### Records to use

▼

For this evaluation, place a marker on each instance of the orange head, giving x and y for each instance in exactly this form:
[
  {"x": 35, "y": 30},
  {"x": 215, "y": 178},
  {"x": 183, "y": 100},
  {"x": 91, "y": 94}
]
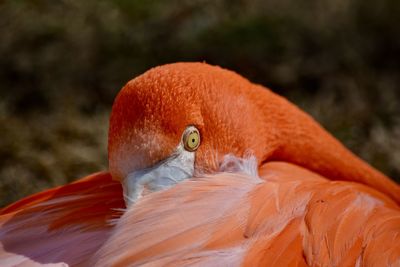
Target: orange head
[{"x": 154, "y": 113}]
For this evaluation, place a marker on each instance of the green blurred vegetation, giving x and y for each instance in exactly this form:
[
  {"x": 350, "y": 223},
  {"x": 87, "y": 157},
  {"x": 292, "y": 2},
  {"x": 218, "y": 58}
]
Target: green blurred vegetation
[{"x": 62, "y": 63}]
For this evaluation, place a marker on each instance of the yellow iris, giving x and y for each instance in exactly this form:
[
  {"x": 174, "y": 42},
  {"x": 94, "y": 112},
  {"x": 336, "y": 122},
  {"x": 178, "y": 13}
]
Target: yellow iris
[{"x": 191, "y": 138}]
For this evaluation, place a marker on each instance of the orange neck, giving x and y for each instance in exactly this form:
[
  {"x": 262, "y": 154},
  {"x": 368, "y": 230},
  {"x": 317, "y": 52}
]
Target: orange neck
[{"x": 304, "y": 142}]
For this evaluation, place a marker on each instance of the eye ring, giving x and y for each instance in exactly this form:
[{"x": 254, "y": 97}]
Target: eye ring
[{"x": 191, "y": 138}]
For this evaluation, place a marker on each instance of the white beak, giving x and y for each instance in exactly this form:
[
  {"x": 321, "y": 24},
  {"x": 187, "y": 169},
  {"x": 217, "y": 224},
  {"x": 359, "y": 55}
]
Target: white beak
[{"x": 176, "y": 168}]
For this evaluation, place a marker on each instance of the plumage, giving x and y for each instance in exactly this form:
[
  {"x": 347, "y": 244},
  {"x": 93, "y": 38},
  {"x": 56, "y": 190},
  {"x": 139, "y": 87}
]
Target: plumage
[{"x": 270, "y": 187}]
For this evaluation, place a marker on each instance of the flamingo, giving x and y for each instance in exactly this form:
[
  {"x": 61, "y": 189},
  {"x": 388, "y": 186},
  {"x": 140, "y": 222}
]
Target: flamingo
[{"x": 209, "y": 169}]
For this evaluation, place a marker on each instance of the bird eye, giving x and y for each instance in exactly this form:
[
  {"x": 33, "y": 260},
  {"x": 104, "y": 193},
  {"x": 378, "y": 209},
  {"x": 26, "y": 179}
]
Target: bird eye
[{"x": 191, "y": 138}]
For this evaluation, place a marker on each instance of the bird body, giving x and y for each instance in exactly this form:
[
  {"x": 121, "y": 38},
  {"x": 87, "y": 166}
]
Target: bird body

▲

The records above should be reproduced exactly, with no pictures included.

### Answer to the exercise
For this evaluation, place a marker on each instance of the orange head, giving x and y for each instance in exactly this form:
[
  {"x": 35, "y": 30},
  {"x": 215, "y": 178},
  {"x": 183, "y": 100},
  {"x": 91, "y": 94}
]
Target: orange head
[{"x": 154, "y": 113}]
For this evaluation, place a marker on each instance of the green blurred vegetation, giving x and y for each instance in exactly this form:
[
  {"x": 350, "y": 223},
  {"x": 87, "y": 157},
  {"x": 292, "y": 2},
  {"x": 218, "y": 58}
]
Target: green blurred vegetation
[{"x": 62, "y": 63}]
For this evaluation, place a marker on each instance of the yellow iris, giving x and y for each instance in exactly this form:
[
  {"x": 174, "y": 42},
  {"x": 94, "y": 112},
  {"x": 336, "y": 122},
  {"x": 178, "y": 13}
]
Target: yellow iris
[{"x": 191, "y": 138}]
For this evaluation, place a marker on each instance of the orange neck, giving x and y for each instance in exactly this form:
[
  {"x": 262, "y": 154},
  {"x": 368, "y": 230},
  {"x": 317, "y": 52}
]
Target: orange neck
[{"x": 304, "y": 142}]
For this evaluation, place a marker on each instance of the eye ring, giving x and y for each instance in exactly this form:
[{"x": 254, "y": 97}]
Target: eye ring
[{"x": 191, "y": 138}]
For this evaluation, place a marker on each instance of the white beak, giving x and y for each instance in exactly this form:
[
  {"x": 321, "y": 24},
  {"x": 187, "y": 169},
  {"x": 217, "y": 224},
  {"x": 359, "y": 55}
]
Target: white beak
[{"x": 176, "y": 168}]
For this evaluation, place a marker on each instance of the plumage, giving x and y for each instance in exactly this form:
[
  {"x": 347, "y": 244},
  {"x": 93, "y": 38},
  {"x": 56, "y": 190},
  {"x": 139, "y": 87}
]
Target: plumage
[{"x": 270, "y": 187}]
For this evaluation, place a marker on each instance of the flamingo, giving x and y for each instance in exactly this form:
[
  {"x": 61, "y": 189},
  {"x": 388, "y": 186},
  {"x": 140, "y": 222}
]
Target: flamingo
[{"x": 209, "y": 169}]
For this evaluation, place a marker on each instance of the bird eye, giving x and y for each instance in exactly this form:
[
  {"x": 33, "y": 260},
  {"x": 104, "y": 193},
  {"x": 378, "y": 209},
  {"x": 26, "y": 179}
]
Target: bird eye
[{"x": 191, "y": 138}]
For this evaluation, place a marker on each instance of the bird body, giving x and y for each instance in exactly this form:
[
  {"x": 121, "y": 38},
  {"x": 87, "y": 166}
]
Target: bird body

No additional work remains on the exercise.